◆ **WRITTEN EXERCISE 1**:
Answer these questions about the passage on muscle cars and sports cars:
(a) How much horsepower does the 2011 Chevrolet Camaro SS motor generate?
(b) How many high performance automobiles does the passage say it will look at?
(c) How many seats does the Nissan 370Z have?
◆ **WRITTEN EXERCISE 2**: Copy the passage on muscle cars and sports cars word for word, beginning at the words "It used to be" and stopping after "surprising handling prowess.".

◆ **SUPPLIED TEXT**:
It used to be easy to tell the difference between a muscle car and a sports car. In the simplest of terms, traditional muscle cars delivered big horsepower and fantastic acceleration but stumbled when it came time to turn a corner. By the same token, sports cars offered nimble handling and featured lightweight platforms that provided an all-around performance driving experience. Modern technology has blurred the lines between these two once-distinct categories, providing buyers with traditional muscle car nameplates that dazzle on the road course and a new class of automobiles that combine exceptional power with surprising handling prowess.
Let's take a look at 8 high performance automobiles that might make you question whether they fit better into the muscle car or sports car category.
The 2011 Chevrolet Camaro SS is the embodiment of the muscle car aesthetic, a thickly-styled coupe that bulges, sneers and bullies its way down the drag strip with the roar of a substantial V-8 engine filling the ears of anyone in a quarter-mile radius. The Chevrolet Camaro SS features a 6.2-liter, eight-cylinder motor that generates 426 horsepower and 420 lb-ft of torque, matched with either a six-speed automatic or six-speed manual transmission. However, it also features an independent rear suspension system that helps the coupe stick to the road with a tenacity never before seen in any of its predecessors, which when added to its five second zero to 60-mph time gives the impression that this is one retro cruiser that has a foot firmly in both the muscle and sports car scenes.
The 2011 Nissan 370Z continues Nissan's tradition of offering real-world sports car thrills in a package that doesn't cost an arm and a leg to park in your driveway. The Nissan 370Z is the prototypical sports coupe: two seats, a sleek exterior and the availability of the special Nismo edition, which can add a limited-slip rear differential, an aggressive aero body package, automatic rev-matching for the vehicle's six-speed manual transmission (included free of charge with its seven-speed dual-clutch autobox) and an upgraded suspension.

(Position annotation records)

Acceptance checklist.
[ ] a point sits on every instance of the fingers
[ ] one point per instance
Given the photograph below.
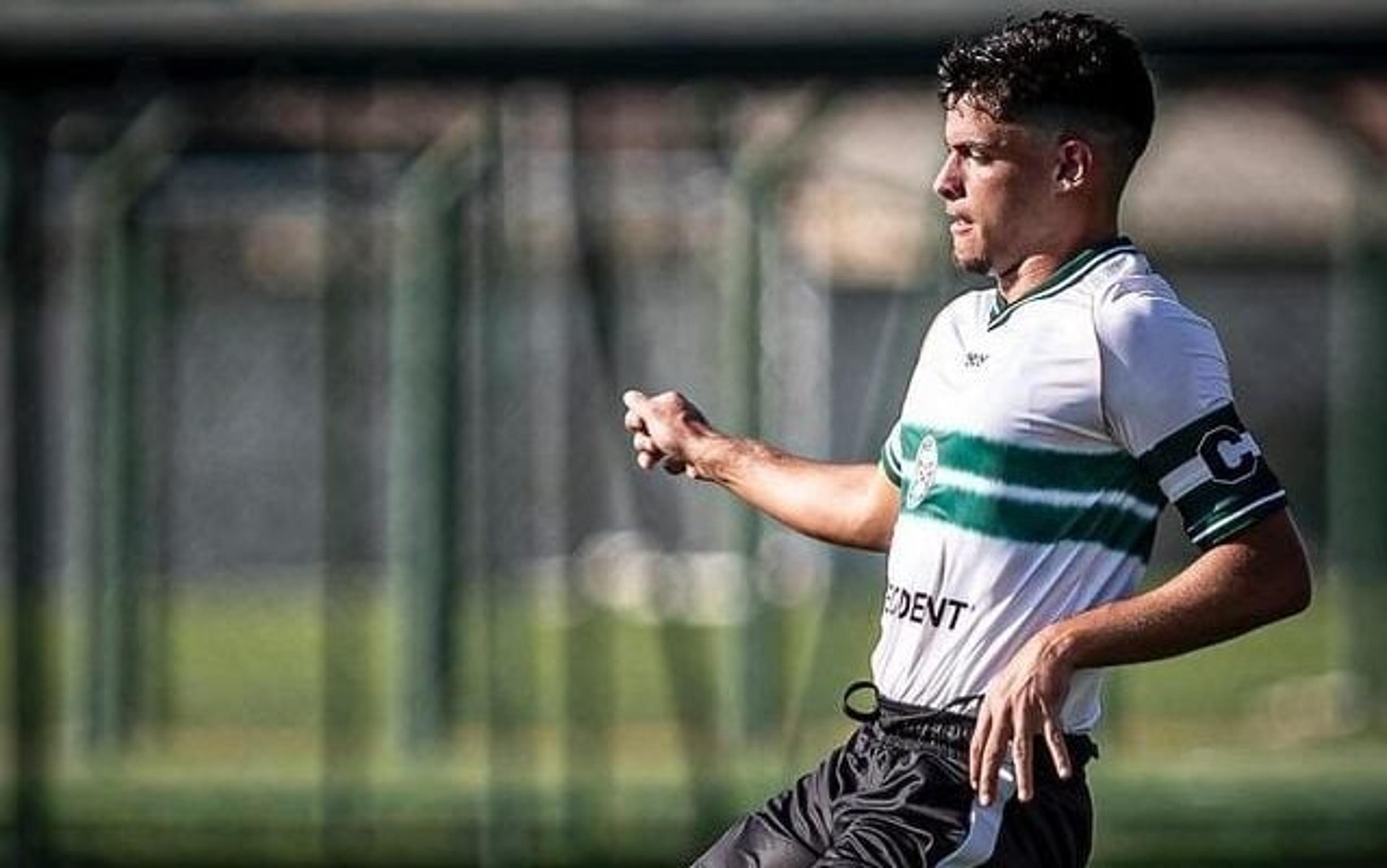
(1059, 751)
(991, 751)
(647, 454)
(1021, 741)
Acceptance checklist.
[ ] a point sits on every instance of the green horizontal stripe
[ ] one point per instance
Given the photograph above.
(1067, 275)
(1038, 468)
(1111, 527)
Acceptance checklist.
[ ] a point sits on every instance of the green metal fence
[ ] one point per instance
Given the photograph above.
(324, 541)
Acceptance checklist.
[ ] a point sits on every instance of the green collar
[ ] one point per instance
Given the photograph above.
(1075, 269)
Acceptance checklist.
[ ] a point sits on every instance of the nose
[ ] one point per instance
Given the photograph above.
(948, 183)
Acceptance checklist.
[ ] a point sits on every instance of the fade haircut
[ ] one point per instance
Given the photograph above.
(1071, 70)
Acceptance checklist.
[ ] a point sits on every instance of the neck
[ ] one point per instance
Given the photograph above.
(1034, 269)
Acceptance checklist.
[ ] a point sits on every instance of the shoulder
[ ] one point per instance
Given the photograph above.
(1142, 310)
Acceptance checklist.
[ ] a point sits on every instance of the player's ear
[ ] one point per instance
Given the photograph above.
(1074, 164)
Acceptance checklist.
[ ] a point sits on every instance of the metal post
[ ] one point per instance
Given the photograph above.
(23, 215)
(425, 518)
(118, 532)
(1357, 461)
(758, 658)
(347, 354)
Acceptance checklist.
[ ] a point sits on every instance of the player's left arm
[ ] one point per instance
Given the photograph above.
(1243, 583)
(1168, 401)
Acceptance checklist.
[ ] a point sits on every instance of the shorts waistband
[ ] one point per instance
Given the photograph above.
(952, 724)
(949, 727)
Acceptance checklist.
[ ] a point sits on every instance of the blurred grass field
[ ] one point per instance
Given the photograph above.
(235, 769)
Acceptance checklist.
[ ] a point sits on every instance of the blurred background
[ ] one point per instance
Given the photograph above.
(322, 543)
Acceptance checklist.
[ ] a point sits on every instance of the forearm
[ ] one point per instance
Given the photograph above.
(841, 504)
(1228, 591)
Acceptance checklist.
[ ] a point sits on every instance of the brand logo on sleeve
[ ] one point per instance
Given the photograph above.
(1230, 454)
(923, 479)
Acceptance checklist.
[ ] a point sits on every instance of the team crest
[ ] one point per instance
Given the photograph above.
(927, 464)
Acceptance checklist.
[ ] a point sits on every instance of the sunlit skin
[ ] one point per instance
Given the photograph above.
(1020, 199)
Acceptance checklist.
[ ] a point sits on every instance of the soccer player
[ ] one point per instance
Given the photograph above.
(1048, 422)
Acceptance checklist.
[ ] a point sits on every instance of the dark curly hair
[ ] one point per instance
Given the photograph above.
(1071, 69)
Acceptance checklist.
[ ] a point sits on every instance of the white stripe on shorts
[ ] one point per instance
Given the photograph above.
(984, 825)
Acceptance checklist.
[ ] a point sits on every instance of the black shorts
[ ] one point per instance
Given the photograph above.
(896, 795)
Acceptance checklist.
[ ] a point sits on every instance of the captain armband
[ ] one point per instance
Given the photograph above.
(1215, 475)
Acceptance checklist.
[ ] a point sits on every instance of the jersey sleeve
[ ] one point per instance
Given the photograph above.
(1168, 401)
(893, 457)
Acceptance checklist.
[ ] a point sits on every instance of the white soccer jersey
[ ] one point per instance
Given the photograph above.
(1037, 446)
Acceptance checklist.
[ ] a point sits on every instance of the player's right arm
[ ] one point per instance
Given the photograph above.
(851, 505)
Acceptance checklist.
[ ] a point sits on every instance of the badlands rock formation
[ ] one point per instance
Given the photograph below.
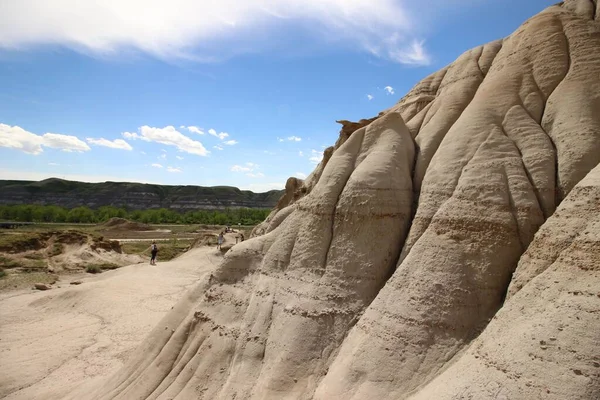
(448, 249)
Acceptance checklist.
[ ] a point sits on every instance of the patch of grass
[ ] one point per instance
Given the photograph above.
(140, 248)
(14, 281)
(33, 266)
(167, 250)
(9, 263)
(34, 256)
(16, 243)
(56, 250)
(98, 268)
(93, 269)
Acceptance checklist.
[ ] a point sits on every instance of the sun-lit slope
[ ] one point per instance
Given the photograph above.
(373, 277)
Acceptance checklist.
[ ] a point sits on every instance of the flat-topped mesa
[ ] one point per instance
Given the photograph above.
(378, 275)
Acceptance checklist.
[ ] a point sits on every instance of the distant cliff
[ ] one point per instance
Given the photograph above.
(133, 196)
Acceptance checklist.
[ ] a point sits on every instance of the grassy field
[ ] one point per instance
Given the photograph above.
(29, 254)
(167, 250)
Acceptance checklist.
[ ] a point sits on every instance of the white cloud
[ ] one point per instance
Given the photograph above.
(113, 144)
(168, 136)
(64, 142)
(15, 137)
(221, 135)
(12, 174)
(415, 54)
(249, 168)
(130, 136)
(178, 30)
(264, 187)
(239, 168)
(316, 156)
(194, 129)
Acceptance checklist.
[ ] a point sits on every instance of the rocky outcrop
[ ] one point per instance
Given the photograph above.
(133, 196)
(447, 249)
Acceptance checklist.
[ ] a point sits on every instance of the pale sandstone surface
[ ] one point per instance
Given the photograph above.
(425, 256)
(52, 341)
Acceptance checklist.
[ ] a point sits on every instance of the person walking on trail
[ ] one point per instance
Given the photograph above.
(154, 252)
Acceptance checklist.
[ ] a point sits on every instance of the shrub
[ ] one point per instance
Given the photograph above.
(98, 268)
(9, 263)
(56, 250)
(93, 269)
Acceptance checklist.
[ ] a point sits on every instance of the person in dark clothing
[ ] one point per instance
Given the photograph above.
(154, 252)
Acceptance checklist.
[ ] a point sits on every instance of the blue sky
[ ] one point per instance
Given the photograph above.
(214, 93)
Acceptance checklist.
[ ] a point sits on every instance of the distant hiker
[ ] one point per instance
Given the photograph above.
(154, 252)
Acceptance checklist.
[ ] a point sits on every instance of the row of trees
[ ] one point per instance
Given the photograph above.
(38, 213)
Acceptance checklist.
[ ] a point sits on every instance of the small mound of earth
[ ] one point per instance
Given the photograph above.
(123, 224)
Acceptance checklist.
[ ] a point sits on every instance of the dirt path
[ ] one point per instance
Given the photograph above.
(54, 341)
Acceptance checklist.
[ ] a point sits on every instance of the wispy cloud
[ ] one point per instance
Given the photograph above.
(168, 136)
(194, 129)
(119, 144)
(203, 30)
(17, 138)
(239, 168)
(316, 156)
(415, 54)
(250, 169)
(221, 135)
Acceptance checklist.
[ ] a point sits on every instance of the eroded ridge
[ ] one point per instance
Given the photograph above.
(378, 275)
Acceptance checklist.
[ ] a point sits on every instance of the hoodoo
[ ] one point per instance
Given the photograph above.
(447, 249)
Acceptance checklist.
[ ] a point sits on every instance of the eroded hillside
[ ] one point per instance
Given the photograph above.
(408, 265)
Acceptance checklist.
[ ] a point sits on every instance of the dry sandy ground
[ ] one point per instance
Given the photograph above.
(54, 341)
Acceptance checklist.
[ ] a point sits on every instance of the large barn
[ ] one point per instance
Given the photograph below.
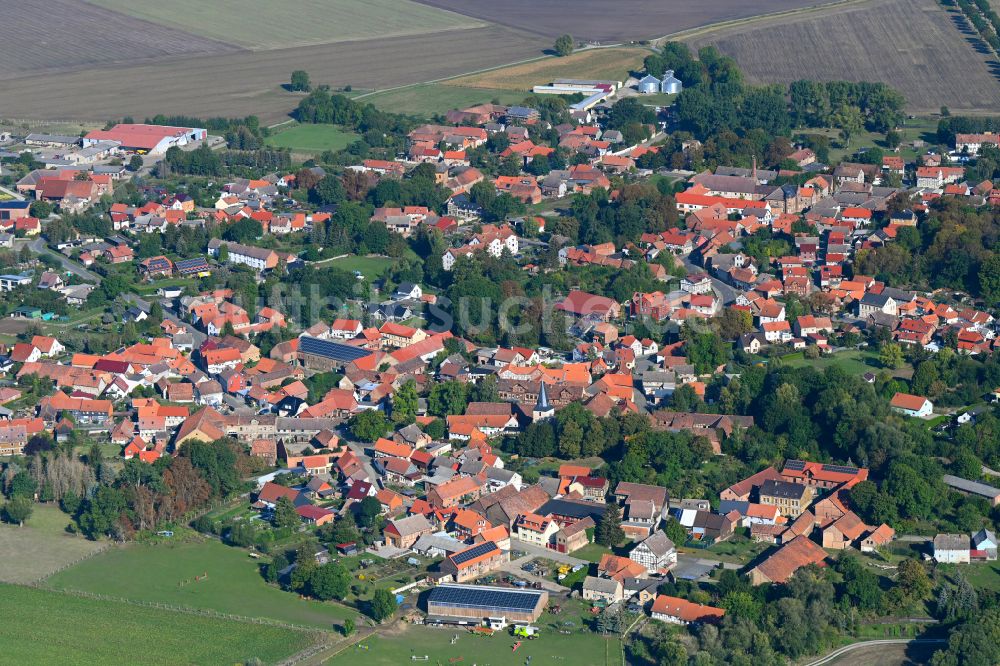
(471, 604)
(146, 139)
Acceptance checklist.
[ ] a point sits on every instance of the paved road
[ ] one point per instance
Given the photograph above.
(887, 641)
(37, 245)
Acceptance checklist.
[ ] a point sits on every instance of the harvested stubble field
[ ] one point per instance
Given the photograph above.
(42, 627)
(39, 35)
(613, 63)
(912, 45)
(249, 82)
(599, 20)
(264, 24)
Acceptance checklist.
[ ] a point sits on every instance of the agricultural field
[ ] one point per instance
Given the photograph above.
(591, 20)
(312, 138)
(40, 35)
(912, 45)
(259, 24)
(250, 82)
(166, 573)
(426, 99)
(41, 547)
(614, 64)
(575, 647)
(44, 627)
(370, 267)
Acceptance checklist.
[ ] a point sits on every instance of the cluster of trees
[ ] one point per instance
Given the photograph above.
(106, 502)
(573, 433)
(983, 18)
(767, 625)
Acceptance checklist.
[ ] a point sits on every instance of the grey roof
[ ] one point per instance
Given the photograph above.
(602, 585)
(411, 525)
(659, 543)
(773, 488)
(951, 542)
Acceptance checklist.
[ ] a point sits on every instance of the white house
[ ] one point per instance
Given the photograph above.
(953, 548)
(657, 553)
(912, 405)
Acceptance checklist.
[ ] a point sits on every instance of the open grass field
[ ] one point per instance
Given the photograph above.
(43, 627)
(596, 20)
(370, 267)
(260, 24)
(165, 573)
(312, 138)
(584, 648)
(38, 35)
(250, 82)
(41, 547)
(429, 98)
(912, 45)
(853, 361)
(614, 64)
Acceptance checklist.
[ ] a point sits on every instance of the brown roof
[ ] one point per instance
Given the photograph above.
(797, 553)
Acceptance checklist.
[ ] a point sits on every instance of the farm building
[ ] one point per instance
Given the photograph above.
(152, 139)
(670, 84)
(471, 604)
(649, 84)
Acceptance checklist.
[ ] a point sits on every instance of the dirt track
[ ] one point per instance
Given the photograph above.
(249, 83)
(600, 20)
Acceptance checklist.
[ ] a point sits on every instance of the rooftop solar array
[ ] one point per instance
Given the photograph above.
(840, 469)
(474, 552)
(195, 265)
(478, 596)
(332, 350)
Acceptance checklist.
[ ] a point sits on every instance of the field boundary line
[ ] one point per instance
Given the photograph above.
(722, 25)
(525, 61)
(885, 641)
(79, 560)
(204, 612)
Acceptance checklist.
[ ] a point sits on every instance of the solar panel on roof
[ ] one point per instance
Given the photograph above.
(840, 469)
(474, 552)
(331, 350)
(474, 596)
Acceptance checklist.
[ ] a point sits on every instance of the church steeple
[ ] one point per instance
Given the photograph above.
(543, 409)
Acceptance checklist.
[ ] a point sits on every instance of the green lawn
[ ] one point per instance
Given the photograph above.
(44, 627)
(312, 138)
(578, 647)
(428, 99)
(853, 361)
(370, 267)
(41, 547)
(259, 24)
(166, 573)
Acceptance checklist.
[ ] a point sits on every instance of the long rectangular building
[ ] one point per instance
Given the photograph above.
(471, 604)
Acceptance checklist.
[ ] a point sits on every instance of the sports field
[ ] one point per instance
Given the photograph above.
(261, 24)
(166, 573)
(41, 547)
(43, 627)
(430, 98)
(312, 138)
(583, 648)
(613, 64)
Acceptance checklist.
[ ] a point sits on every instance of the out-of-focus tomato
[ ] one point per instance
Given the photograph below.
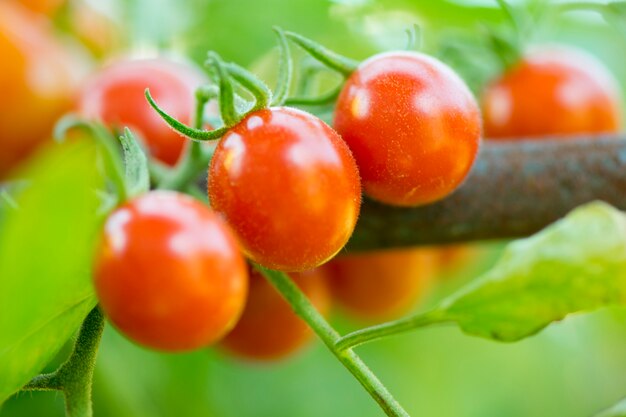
(381, 285)
(268, 328)
(552, 91)
(46, 7)
(115, 96)
(169, 273)
(38, 78)
(452, 257)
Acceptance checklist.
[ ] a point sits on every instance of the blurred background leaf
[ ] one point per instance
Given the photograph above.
(45, 258)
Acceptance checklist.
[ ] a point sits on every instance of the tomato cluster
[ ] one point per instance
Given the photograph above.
(285, 188)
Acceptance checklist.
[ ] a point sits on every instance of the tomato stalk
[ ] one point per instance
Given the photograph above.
(110, 154)
(344, 66)
(391, 328)
(74, 377)
(305, 310)
(195, 158)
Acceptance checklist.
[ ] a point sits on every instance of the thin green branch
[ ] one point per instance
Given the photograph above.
(228, 111)
(195, 158)
(193, 133)
(344, 66)
(304, 309)
(322, 100)
(259, 90)
(285, 71)
(75, 376)
(391, 328)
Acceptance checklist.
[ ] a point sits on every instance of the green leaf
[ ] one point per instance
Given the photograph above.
(618, 410)
(46, 248)
(577, 264)
(137, 175)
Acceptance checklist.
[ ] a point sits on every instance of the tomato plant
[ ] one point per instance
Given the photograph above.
(413, 126)
(115, 96)
(552, 91)
(46, 7)
(289, 187)
(169, 274)
(381, 285)
(268, 328)
(37, 79)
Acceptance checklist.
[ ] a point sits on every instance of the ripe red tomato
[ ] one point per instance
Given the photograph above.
(413, 126)
(555, 91)
(169, 274)
(46, 7)
(381, 285)
(37, 81)
(115, 96)
(289, 187)
(268, 328)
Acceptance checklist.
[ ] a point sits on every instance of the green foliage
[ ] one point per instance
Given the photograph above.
(45, 258)
(577, 264)
(619, 410)
(137, 176)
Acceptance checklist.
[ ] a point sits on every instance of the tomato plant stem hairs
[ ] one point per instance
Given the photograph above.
(195, 157)
(348, 358)
(74, 377)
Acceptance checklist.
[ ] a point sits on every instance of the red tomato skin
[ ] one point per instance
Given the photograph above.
(115, 96)
(554, 91)
(289, 187)
(413, 126)
(382, 285)
(268, 329)
(169, 274)
(38, 79)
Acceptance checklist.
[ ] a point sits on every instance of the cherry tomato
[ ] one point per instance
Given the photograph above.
(46, 7)
(268, 328)
(413, 126)
(37, 81)
(115, 96)
(381, 285)
(169, 274)
(289, 187)
(555, 91)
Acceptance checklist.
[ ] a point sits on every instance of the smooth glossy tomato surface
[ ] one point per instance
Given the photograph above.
(115, 96)
(289, 187)
(382, 285)
(47, 7)
(413, 126)
(555, 91)
(268, 328)
(37, 79)
(169, 274)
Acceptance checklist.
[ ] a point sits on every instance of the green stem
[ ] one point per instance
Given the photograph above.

◆ **EXERCISE ANSWER 1**:
(a) 426 horsepower
(b) 8
(c) Two

◆ **EXERCISE ANSWER 2**:
It used to be easy to tell the difference between a muscle car and a sports car. In the simplest of terms, traditional muscle cars delivered big horsepower and fantastic acceleration but stumbled when it came time to turn a corner. By the same token, sports cars offered nimble handling and featured lightweight platforms that provided an all-around performance driving experience. Modern technology has blurred the lines between these two once-distinct categories, providing buyers with traditional muscle car nameplates that dazzle on the road course and a new class of automobiles that combine exceptional power with surprising handling prowess.